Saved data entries
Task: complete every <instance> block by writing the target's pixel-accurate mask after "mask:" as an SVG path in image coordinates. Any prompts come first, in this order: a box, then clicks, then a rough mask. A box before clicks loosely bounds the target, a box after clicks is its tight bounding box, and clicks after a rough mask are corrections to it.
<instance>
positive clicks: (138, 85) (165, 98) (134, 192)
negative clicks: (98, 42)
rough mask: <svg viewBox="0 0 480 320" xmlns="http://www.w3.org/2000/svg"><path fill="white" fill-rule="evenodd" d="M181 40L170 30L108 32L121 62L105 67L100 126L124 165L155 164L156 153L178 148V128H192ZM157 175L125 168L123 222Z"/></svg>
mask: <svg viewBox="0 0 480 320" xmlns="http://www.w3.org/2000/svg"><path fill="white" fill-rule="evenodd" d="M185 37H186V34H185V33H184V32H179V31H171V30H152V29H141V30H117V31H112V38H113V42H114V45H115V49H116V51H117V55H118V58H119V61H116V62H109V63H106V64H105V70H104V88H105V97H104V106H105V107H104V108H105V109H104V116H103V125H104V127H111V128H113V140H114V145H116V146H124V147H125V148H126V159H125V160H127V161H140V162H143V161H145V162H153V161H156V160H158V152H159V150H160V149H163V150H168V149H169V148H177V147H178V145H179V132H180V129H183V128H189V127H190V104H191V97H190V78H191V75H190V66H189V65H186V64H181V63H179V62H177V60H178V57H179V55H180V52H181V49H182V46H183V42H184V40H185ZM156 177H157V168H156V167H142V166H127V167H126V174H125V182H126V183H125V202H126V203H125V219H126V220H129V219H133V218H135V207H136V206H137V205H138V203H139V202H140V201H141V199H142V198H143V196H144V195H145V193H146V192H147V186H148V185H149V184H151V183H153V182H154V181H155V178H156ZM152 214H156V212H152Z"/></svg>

**EXERCISE AIM**
The entries above should be set down again exactly as they appear.

**OUTPUT BELOW**
Task: complete every <instance> block by writing the target's pixel-accurate mask after "mask:" as an SVG path in image coordinates. Any prompts come first, in this order: a box, then clicks, then a rough mask. A box before clicks loosely bounds the target, a box after clicks is its tight bounding box, and clicks after a rough mask are corrections to it.
<instance>
positive clicks: (138, 85) (165, 98) (134, 192)
negative clicks: (98, 42)
rough mask: <svg viewBox="0 0 480 320" xmlns="http://www.w3.org/2000/svg"><path fill="white" fill-rule="evenodd" d="M181 40L170 30L108 32L121 62L105 67L100 126L124 165L155 164L156 153L178 148V128H192ZM157 175L125 168L123 222Z"/></svg>
mask: <svg viewBox="0 0 480 320" xmlns="http://www.w3.org/2000/svg"><path fill="white" fill-rule="evenodd" d="M185 37H186V34H185V33H184V32H179V31H171V30H152V29H141V30H117V31H112V38H113V42H114V45H115V49H116V51H117V55H118V58H119V61H116V62H109V63H106V64H105V70H104V88H105V97H104V106H105V107H104V108H105V109H104V116H103V125H104V127H111V128H113V140H114V145H116V146H124V147H125V148H126V159H125V160H127V161H140V162H143V161H145V162H153V161H156V160H158V152H159V150H160V149H163V150H168V149H169V148H177V147H178V145H179V132H180V129H183V128H189V127H190V104H191V97H190V78H191V75H190V66H189V65H186V64H181V63H179V62H177V60H178V57H179V55H180V52H181V49H182V46H183V42H184V40H185ZM156 177H157V168H156V167H142V166H127V167H126V174H125V182H126V183H125V202H126V203H125V219H126V220H129V219H133V218H135V207H136V206H137V205H138V203H139V202H140V201H141V199H142V198H143V196H144V195H145V193H146V192H147V186H148V185H149V184H151V183H153V182H154V181H155V178H156ZM152 214H156V212H152Z"/></svg>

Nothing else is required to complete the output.